*** DATA RECORDS ***
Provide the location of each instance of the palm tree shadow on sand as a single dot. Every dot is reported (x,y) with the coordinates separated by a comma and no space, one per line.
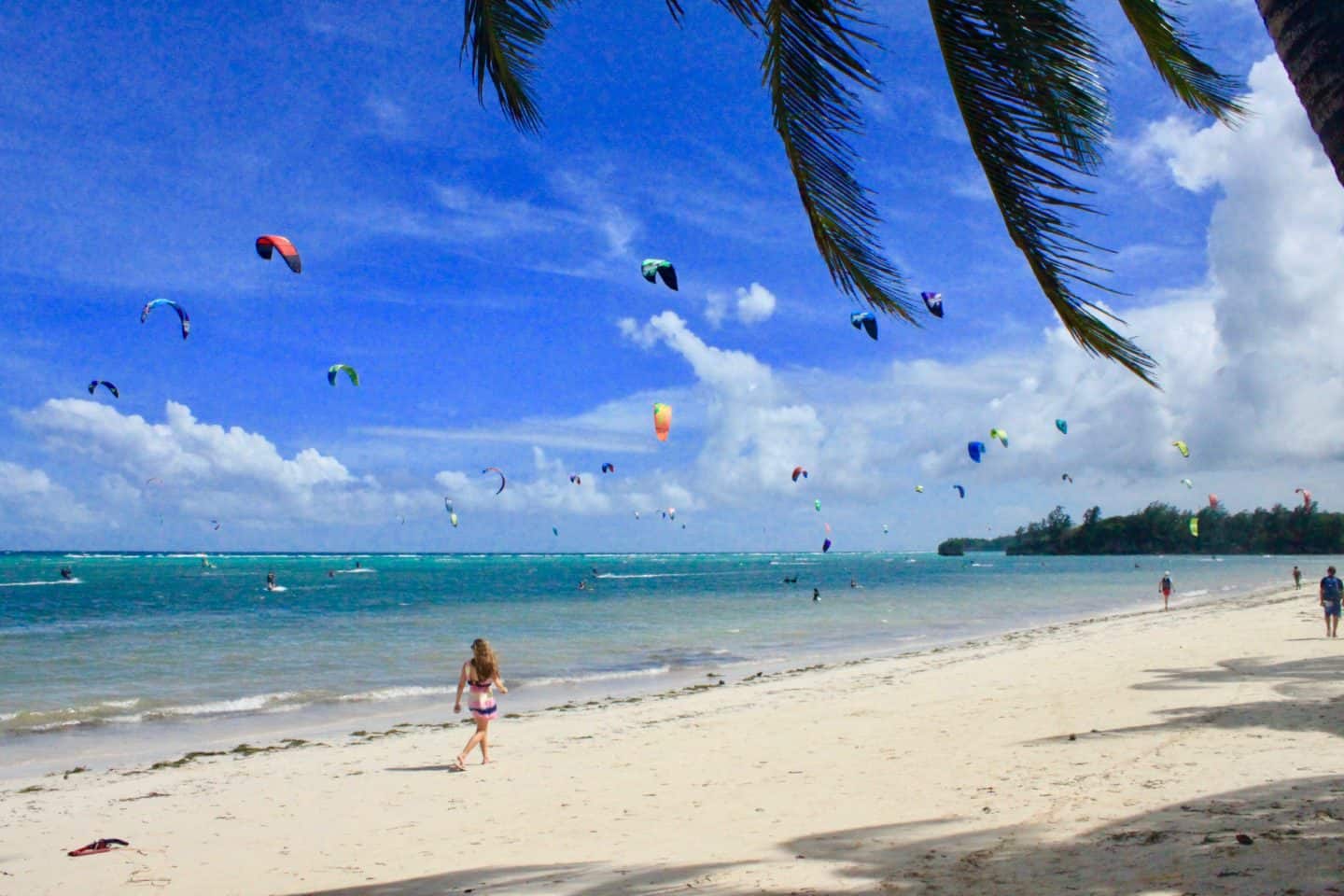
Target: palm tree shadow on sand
(1295,832)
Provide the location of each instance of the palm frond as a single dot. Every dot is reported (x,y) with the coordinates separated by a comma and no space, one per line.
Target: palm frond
(1025,74)
(813,67)
(1194,81)
(504,36)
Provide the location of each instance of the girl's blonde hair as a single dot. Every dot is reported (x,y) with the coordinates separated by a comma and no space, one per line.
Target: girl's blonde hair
(484,661)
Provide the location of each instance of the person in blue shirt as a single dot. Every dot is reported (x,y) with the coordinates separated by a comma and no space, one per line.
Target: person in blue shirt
(1332,593)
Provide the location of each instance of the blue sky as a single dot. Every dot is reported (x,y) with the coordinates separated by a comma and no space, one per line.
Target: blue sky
(485,284)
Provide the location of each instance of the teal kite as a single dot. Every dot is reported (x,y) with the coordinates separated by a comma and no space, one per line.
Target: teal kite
(655,268)
(342,369)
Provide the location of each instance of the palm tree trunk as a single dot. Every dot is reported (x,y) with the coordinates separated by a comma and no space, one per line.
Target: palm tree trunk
(1309,39)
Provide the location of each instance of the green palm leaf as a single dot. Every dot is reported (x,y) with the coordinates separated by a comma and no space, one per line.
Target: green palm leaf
(504,36)
(1199,85)
(1025,74)
(746,11)
(812,66)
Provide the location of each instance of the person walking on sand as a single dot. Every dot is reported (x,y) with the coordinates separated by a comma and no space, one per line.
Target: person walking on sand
(1332,592)
(480,673)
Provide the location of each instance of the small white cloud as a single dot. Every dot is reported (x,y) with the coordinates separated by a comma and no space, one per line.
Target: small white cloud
(754,303)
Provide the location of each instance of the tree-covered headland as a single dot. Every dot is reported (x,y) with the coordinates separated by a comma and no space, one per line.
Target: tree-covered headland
(1161,528)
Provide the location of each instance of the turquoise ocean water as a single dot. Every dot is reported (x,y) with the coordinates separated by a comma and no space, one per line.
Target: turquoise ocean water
(143,654)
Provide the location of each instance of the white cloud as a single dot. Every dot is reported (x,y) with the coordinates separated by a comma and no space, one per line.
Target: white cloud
(754,303)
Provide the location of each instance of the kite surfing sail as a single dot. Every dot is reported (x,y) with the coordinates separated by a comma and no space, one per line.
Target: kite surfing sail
(342,369)
(867,321)
(182,314)
(662,421)
(266,244)
(655,268)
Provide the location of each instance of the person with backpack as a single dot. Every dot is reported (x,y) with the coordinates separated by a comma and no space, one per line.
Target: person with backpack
(1332,593)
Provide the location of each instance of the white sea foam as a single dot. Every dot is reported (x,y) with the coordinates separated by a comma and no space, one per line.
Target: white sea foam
(598,676)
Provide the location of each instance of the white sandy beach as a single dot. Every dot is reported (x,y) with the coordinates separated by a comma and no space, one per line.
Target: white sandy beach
(1115,757)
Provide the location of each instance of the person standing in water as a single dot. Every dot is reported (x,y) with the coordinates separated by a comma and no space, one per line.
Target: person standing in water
(1332,592)
(480,673)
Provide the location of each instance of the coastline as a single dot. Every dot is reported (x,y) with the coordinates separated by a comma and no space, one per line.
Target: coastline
(118,746)
(1115,754)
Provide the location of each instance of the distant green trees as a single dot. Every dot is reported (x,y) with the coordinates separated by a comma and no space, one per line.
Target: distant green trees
(1161,528)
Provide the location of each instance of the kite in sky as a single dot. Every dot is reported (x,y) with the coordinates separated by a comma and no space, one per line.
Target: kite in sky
(662,421)
(342,369)
(182,314)
(867,321)
(287,250)
(655,268)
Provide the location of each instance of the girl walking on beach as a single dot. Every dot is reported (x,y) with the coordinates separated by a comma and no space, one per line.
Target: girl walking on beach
(480,675)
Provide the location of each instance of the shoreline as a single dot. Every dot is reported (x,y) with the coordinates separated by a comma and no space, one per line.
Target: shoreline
(1109,755)
(115,746)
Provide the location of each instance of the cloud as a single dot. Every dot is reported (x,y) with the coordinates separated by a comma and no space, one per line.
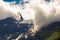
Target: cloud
(8,10)
(44,12)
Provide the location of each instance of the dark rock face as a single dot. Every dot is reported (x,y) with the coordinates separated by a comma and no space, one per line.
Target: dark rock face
(47,31)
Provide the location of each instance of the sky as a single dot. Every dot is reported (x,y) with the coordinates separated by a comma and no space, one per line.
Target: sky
(42,12)
(21,4)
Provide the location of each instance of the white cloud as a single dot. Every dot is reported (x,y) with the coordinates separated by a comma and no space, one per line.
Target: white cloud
(44,12)
(6,10)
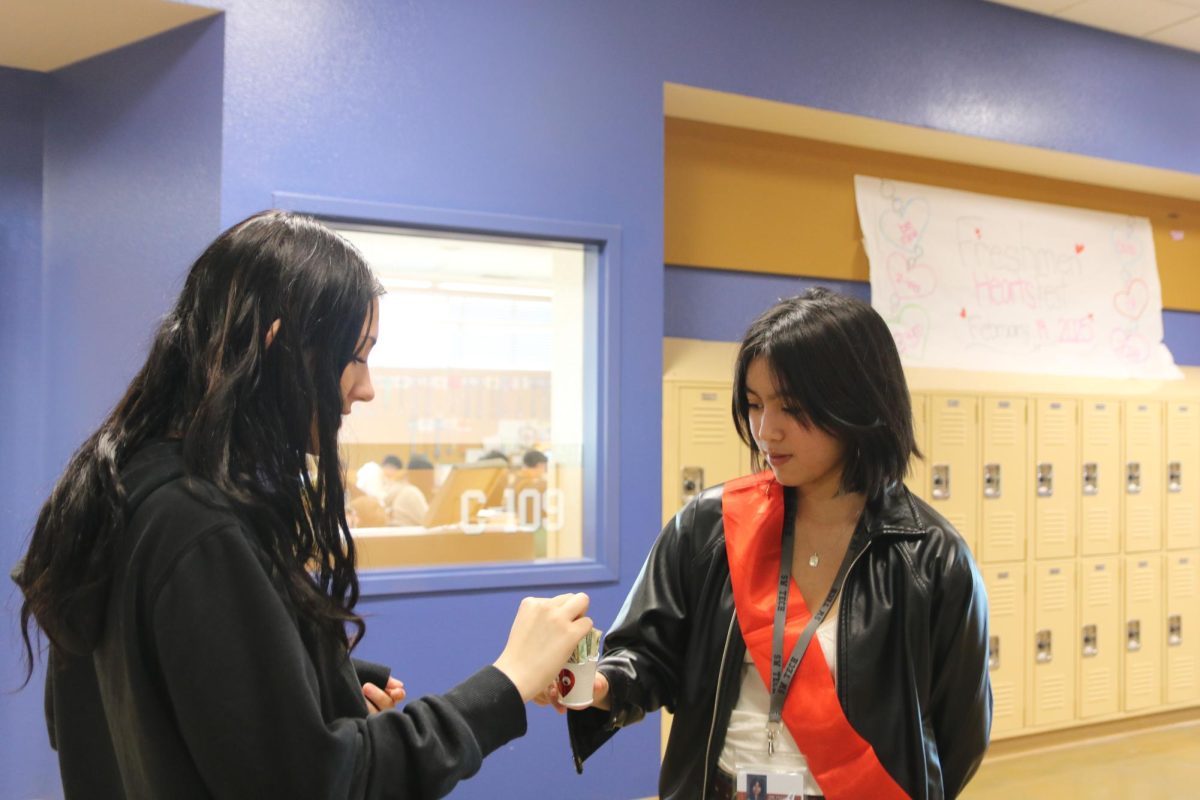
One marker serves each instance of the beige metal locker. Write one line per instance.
(1005, 457)
(1101, 643)
(1101, 486)
(954, 462)
(707, 447)
(1053, 643)
(1006, 654)
(1182, 475)
(1182, 673)
(1055, 479)
(1144, 635)
(1143, 476)
(918, 468)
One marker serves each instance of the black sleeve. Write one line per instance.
(961, 689)
(247, 698)
(645, 645)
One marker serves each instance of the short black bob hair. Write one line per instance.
(833, 358)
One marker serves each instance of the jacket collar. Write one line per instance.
(894, 513)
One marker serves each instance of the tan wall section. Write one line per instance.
(739, 199)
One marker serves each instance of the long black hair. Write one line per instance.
(834, 359)
(247, 414)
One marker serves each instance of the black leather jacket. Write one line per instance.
(912, 649)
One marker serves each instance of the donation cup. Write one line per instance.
(577, 677)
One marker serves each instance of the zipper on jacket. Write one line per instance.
(717, 701)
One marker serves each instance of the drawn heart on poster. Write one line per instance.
(565, 681)
(911, 281)
(1132, 300)
(904, 224)
(1129, 346)
(910, 329)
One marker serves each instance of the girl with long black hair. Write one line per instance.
(196, 577)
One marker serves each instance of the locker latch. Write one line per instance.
(991, 481)
(1133, 636)
(1045, 647)
(1091, 477)
(1174, 476)
(940, 476)
(1175, 630)
(693, 483)
(1045, 480)
(1133, 477)
(1090, 648)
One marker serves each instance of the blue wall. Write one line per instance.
(534, 108)
(22, 120)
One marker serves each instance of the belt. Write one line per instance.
(725, 788)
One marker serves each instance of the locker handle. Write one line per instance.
(940, 475)
(1133, 477)
(691, 482)
(1044, 647)
(1174, 476)
(991, 481)
(1133, 636)
(1175, 630)
(1045, 480)
(1090, 647)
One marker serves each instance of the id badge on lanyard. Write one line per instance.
(760, 782)
(780, 674)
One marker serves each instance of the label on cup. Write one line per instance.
(576, 679)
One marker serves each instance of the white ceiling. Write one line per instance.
(47, 35)
(1167, 22)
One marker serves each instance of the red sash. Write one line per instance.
(843, 763)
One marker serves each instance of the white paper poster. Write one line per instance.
(976, 282)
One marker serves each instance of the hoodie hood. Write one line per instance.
(82, 624)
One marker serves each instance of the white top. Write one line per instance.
(745, 741)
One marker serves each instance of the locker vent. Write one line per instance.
(1005, 698)
(954, 429)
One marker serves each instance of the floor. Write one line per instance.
(1149, 764)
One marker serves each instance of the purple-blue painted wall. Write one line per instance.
(27, 768)
(541, 109)
(119, 192)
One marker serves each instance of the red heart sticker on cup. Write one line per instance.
(565, 683)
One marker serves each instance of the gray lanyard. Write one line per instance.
(780, 675)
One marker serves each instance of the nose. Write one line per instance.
(768, 429)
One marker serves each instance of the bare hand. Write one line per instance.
(389, 697)
(550, 696)
(544, 633)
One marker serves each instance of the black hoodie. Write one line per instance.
(192, 678)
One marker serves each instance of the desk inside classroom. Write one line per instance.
(402, 547)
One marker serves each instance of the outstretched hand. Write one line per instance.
(379, 699)
(544, 633)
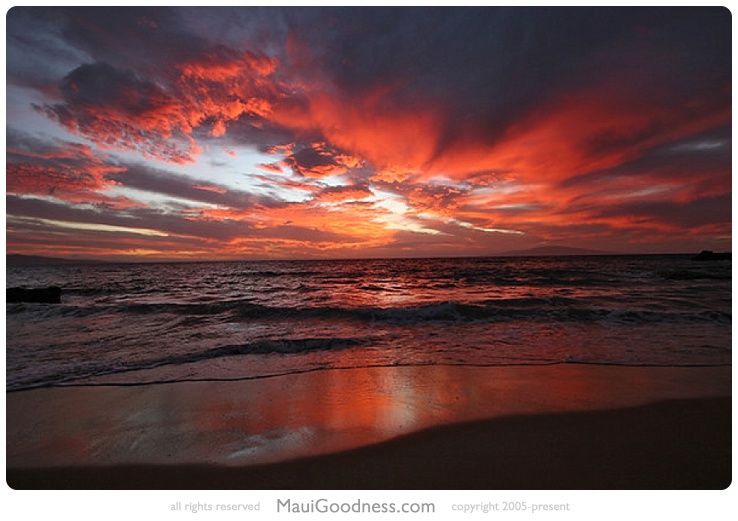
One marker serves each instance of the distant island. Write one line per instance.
(556, 250)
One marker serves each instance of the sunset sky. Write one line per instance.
(245, 133)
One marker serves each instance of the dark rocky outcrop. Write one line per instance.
(49, 295)
(707, 255)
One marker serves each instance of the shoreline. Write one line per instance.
(381, 428)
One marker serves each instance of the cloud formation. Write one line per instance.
(298, 132)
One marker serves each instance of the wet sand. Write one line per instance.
(550, 427)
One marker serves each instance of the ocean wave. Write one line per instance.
(561, 309)
(89, 381)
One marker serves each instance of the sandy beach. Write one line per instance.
(438, 427)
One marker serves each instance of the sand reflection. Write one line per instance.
(275, 419)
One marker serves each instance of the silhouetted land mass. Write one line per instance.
(707, 255)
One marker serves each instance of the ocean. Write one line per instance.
(128, 324)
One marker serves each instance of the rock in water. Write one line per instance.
(50, 295)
***
REQUIREMENT | Echo everything from the line containing "One marker serves each instance of the cloud" down to the end of the lines above, both ends included, exactly as they stand.

RESULT FOR THIS EXERCISE |
One marker serves each instance of the cloud formation. Write one line per instance.
(298, 132)
One marker serves each instance of the wet sand. Write one line per instance.
(550, 427)
One marker serves each instance of the ocean wave. Write one line per instance.
(561, 309)
(89, 381)
One marker serves each instance of the sandy beach. Write one line per instance.
(438, 427)
One marker serves each instance of the sand reflection. Write one line per instance.
(275, 419)
One marker serves each instance of the silhouetted land mass. Write one line per instance.
(707, 255)
One marker serves each instance of the ocean. Write one line per instance.
(128, 324)
One marker serves each instance of the rock in water. Write one line per instance.
(50, 295)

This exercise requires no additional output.